### Set problem:
Pull out every line in the listing below that contains the word "grass".

◆ ◆ ◆

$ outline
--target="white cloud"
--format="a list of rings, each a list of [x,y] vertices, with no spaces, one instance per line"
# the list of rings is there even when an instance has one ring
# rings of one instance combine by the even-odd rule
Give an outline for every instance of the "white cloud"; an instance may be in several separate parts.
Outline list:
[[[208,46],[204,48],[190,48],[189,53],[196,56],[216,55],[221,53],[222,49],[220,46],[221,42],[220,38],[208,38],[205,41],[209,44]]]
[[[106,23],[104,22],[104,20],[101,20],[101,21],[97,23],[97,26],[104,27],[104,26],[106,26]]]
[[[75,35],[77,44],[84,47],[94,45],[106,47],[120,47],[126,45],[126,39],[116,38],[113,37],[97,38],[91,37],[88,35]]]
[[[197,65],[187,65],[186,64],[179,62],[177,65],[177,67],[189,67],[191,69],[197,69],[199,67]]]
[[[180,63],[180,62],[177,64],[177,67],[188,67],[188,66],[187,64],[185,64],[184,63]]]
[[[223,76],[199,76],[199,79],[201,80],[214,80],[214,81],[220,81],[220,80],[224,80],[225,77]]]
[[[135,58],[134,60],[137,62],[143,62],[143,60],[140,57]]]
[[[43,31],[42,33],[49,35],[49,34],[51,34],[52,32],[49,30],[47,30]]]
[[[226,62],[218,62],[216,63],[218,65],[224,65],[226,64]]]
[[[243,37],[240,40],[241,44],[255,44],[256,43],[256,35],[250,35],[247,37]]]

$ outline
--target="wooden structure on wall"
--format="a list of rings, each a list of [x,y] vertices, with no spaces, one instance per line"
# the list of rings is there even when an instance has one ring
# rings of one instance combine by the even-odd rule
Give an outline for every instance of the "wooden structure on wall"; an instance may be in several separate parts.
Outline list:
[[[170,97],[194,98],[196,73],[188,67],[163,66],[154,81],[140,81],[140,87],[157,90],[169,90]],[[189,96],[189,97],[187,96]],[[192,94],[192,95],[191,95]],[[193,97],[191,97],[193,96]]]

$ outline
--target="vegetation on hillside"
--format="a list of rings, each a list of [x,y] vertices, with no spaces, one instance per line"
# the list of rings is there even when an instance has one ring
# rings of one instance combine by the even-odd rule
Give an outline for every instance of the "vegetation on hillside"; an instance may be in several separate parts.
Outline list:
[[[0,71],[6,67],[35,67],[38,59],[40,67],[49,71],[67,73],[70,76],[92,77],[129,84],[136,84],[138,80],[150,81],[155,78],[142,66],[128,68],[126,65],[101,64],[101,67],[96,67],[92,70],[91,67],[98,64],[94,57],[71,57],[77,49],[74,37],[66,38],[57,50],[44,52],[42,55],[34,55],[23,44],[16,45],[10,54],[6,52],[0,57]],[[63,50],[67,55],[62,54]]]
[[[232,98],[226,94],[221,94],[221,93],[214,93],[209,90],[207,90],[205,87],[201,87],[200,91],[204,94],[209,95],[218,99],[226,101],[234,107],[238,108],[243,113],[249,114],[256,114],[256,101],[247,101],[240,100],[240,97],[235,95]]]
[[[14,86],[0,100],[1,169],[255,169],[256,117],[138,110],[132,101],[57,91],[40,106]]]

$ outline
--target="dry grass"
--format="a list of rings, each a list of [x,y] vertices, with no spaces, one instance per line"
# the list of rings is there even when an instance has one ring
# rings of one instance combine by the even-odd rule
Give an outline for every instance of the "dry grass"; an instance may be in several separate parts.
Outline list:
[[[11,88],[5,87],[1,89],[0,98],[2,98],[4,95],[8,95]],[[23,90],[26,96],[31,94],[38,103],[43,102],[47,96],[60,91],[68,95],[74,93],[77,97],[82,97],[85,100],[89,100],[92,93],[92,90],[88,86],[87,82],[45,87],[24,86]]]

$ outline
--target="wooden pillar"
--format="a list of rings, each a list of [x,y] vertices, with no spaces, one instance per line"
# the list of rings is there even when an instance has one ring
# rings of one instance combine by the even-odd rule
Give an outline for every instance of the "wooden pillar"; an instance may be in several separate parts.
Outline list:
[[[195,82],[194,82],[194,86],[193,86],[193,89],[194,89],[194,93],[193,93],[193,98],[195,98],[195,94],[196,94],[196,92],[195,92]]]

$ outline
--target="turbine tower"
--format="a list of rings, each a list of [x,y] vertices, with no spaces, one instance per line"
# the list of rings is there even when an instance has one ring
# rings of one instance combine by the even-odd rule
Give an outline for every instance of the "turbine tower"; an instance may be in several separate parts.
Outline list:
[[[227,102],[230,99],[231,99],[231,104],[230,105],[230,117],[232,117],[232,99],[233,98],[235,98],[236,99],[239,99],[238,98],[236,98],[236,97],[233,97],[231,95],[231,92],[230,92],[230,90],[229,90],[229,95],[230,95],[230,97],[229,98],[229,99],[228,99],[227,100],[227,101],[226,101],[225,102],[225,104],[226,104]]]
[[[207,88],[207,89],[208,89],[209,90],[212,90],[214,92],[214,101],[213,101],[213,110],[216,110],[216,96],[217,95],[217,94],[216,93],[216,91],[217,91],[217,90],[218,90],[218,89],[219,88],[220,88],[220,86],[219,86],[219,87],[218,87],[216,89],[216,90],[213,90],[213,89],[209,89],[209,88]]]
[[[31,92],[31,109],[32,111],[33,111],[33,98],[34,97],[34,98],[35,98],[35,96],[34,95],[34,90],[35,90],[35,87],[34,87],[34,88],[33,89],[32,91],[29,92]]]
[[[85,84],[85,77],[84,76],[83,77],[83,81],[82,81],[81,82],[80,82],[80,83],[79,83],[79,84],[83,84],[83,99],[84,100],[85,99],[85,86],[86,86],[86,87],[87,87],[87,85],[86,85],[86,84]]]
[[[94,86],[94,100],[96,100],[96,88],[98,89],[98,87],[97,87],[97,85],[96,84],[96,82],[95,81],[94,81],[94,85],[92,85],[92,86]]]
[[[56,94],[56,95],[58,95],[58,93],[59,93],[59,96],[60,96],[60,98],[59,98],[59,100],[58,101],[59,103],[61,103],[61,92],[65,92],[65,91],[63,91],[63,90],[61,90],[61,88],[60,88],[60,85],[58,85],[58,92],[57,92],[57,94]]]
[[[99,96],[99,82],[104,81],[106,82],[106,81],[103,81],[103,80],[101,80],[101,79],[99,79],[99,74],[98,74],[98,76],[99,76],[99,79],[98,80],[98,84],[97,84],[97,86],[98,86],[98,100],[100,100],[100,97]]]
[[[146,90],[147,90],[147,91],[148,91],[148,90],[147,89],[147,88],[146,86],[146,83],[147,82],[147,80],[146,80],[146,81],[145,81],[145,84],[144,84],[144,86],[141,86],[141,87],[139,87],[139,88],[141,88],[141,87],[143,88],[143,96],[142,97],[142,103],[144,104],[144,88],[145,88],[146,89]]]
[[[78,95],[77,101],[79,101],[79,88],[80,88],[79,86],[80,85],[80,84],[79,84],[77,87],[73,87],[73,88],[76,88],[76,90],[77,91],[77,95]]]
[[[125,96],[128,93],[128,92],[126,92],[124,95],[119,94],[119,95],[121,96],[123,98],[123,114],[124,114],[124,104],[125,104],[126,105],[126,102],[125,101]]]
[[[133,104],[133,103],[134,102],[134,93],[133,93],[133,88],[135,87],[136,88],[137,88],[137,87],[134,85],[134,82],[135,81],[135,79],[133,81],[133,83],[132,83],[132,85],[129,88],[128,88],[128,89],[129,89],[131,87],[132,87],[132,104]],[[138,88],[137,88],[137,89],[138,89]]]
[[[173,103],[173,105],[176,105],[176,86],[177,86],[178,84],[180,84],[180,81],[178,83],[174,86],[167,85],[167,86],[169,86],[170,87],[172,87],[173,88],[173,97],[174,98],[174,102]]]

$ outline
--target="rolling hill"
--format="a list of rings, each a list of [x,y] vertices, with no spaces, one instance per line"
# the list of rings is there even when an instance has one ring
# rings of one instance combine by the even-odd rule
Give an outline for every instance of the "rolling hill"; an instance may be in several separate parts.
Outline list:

◆ ◆ ◆

### Answer to this exercise:
--target="dry grass"
Give an outline for every instance of the "dry grass"; an instance may be in several separate parts.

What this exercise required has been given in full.